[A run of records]

☆ ☆ ☆ ☆ ☆ ☆ ☆

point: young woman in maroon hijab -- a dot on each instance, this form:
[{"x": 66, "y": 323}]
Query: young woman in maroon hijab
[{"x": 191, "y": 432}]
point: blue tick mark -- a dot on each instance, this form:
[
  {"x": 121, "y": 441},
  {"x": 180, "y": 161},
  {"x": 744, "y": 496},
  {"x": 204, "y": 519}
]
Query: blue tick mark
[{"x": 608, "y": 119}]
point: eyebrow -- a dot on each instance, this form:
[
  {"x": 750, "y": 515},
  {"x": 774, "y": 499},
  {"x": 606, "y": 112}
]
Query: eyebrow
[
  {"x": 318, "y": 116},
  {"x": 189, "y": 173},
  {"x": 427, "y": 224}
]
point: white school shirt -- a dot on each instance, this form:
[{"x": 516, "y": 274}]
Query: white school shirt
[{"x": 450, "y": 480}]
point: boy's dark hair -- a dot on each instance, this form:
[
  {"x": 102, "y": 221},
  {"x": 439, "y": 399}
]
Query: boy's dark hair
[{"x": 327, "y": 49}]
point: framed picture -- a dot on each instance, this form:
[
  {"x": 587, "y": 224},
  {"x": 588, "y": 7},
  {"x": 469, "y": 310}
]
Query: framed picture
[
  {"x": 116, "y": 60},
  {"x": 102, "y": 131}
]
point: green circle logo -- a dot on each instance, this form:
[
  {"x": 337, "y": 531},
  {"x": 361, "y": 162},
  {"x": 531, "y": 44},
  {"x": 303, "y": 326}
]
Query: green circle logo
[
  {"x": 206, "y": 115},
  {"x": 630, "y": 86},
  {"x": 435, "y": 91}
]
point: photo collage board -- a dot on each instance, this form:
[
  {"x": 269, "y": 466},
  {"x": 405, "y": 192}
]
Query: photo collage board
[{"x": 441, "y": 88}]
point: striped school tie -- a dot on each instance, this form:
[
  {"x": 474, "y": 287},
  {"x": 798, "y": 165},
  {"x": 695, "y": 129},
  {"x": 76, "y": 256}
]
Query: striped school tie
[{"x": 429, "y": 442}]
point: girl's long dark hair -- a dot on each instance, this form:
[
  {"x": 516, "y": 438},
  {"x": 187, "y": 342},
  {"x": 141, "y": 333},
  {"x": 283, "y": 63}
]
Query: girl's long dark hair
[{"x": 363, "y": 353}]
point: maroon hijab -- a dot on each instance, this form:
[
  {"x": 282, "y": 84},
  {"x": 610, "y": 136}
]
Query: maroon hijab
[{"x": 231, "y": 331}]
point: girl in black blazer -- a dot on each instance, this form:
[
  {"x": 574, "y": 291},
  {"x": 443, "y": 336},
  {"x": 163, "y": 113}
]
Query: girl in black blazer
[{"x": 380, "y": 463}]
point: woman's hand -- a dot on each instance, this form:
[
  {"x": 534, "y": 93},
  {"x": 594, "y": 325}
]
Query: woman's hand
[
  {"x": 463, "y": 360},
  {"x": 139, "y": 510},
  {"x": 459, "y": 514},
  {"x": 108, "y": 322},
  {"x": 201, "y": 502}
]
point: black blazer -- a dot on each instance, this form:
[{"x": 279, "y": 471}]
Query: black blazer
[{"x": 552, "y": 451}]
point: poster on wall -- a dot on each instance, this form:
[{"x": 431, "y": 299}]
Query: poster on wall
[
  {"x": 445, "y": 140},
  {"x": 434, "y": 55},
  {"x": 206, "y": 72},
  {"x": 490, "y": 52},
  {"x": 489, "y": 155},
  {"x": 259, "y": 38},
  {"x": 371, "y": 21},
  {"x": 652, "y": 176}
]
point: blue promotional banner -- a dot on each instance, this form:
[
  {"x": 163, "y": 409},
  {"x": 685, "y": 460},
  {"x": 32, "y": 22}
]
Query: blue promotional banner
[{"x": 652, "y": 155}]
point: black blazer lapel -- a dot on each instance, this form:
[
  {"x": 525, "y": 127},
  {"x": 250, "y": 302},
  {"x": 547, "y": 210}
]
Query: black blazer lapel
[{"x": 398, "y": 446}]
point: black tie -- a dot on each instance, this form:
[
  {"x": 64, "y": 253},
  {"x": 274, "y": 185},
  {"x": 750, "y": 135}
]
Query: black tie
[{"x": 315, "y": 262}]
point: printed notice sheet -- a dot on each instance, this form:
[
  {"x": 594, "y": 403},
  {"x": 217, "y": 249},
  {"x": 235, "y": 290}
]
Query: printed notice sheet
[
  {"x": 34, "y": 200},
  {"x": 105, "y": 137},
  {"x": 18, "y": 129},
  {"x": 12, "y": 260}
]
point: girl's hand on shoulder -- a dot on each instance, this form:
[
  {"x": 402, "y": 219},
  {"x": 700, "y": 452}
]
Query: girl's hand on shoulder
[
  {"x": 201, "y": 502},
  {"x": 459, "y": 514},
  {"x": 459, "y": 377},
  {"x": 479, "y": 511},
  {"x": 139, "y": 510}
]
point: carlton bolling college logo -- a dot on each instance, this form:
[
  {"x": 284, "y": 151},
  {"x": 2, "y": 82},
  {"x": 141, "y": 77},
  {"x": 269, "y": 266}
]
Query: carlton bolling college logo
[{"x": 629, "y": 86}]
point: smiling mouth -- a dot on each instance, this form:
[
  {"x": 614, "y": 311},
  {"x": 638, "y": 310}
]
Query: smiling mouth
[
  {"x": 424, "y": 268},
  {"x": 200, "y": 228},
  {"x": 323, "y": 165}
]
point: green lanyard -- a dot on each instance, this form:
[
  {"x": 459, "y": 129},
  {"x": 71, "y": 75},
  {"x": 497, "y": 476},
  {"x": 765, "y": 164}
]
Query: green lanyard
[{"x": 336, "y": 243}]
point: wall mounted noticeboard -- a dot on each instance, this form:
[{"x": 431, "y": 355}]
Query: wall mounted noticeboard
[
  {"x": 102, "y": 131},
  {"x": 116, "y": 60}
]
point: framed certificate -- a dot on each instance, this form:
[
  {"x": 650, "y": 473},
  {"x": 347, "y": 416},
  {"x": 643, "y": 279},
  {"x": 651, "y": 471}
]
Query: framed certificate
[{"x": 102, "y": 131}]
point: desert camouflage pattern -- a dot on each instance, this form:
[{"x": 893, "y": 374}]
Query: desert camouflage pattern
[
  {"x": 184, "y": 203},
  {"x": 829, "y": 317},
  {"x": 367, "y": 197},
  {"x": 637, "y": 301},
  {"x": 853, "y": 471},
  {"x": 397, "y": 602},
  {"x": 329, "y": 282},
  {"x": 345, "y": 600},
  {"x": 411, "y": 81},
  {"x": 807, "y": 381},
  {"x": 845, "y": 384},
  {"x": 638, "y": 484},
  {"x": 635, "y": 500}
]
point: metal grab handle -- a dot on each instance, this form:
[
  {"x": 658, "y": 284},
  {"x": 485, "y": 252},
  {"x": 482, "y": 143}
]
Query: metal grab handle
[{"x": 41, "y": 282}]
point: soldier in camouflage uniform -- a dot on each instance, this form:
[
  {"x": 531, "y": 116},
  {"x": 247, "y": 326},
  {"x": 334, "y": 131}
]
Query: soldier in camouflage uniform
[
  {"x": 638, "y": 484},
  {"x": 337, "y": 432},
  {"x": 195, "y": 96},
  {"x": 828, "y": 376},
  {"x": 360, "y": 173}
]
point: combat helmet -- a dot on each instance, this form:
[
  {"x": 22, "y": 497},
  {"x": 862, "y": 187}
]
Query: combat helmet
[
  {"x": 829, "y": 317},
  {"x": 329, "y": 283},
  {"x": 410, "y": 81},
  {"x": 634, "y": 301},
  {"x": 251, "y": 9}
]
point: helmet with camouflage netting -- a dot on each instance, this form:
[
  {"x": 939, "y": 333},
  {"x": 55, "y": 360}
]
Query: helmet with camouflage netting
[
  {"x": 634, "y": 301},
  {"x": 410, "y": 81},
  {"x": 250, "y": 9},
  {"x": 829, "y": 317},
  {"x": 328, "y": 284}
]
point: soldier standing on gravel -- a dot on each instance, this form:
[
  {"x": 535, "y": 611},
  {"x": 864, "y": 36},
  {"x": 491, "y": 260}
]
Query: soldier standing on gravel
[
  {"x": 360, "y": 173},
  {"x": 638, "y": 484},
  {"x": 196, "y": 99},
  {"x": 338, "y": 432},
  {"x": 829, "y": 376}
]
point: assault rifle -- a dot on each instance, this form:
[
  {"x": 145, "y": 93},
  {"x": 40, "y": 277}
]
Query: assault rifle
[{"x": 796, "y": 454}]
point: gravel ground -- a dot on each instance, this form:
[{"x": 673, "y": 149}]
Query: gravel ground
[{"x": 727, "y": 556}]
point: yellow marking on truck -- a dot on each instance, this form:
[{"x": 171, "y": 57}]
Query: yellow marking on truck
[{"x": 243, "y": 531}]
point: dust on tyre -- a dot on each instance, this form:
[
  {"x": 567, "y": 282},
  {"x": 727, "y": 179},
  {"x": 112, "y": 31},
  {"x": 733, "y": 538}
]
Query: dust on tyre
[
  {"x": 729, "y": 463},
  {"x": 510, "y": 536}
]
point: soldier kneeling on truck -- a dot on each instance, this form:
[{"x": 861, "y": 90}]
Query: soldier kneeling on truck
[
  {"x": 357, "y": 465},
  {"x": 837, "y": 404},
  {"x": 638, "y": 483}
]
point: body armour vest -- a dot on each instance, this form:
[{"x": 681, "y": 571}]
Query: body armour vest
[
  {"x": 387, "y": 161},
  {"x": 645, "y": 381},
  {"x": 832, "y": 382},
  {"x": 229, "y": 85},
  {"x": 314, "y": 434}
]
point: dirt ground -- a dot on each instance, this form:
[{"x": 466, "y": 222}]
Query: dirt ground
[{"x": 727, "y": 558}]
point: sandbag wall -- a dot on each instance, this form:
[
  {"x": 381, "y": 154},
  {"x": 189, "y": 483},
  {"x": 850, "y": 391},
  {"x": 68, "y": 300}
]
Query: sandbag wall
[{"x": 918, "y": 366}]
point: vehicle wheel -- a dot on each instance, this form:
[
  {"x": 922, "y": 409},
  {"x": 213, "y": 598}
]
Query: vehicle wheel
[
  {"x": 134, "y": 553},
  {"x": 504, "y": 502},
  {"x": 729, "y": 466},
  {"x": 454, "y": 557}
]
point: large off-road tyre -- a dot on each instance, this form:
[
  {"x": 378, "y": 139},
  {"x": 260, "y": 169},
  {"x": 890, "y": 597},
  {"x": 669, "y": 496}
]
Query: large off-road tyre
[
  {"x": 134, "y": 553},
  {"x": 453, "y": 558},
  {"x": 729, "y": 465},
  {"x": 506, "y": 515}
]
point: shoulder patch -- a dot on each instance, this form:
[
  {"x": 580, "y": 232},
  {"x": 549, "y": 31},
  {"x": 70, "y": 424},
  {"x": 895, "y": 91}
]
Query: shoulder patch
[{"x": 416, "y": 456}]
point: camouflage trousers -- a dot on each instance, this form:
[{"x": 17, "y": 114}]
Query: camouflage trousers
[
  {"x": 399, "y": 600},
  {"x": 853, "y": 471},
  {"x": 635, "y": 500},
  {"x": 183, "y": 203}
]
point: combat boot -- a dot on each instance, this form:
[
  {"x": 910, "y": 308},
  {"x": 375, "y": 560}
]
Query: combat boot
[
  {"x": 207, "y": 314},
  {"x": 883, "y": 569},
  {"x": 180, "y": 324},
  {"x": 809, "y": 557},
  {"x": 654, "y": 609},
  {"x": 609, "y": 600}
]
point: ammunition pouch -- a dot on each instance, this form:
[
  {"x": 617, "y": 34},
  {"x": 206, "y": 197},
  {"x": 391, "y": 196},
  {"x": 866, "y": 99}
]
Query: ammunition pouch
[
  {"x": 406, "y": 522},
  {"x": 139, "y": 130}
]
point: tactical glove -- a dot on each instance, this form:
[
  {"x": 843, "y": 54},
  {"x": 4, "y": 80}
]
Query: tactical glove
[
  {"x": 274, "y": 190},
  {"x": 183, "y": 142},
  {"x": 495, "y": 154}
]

☆ ☆ ☆ ☆ ☆ ☆ ☆

[GIVEN TASK]
Which lines run from the one containing "point: combat boot" to the end of the entries above? Quote exactly those, and only those.

[WRITTEN ANSWER]
point: combat boot -- a dot on each instance, this form:
[
  {"x": 910, "y": 308},
  {"x": 375, "y": 560}
]
Query: combat boot
[
  {"x": 207, "y": 314},
  {"x": 883, "y": 569},
  {"x": 180, "y": 324},
  {"x": 809, "y": 557},
  {"x": 654, "y": 609},
  {"x": 609, "y": 600}
]
point: ammunition pouch -- a dot on each instance, this form:
[
  {"x": 617, "y": 34},
  {"x": 206, "y": 197},
  {"x": 391, "y": 196},
  {"x": 866, "y": 99}
]
Query: ammunition pouch
[
  {"x": 406, "y": 522},
  {"x": 139, "y": 130}
]
point: tactical glove -- a dot on each instance, this form:
[
  {"x": 843, "y": 54},
  {"x": 4, "y": 80}
]
Query: tactical glove
[
  {"x": 274, "y": 190},
  {"x": 183, "y": 142},
  {"x": 495, "y": 154}
]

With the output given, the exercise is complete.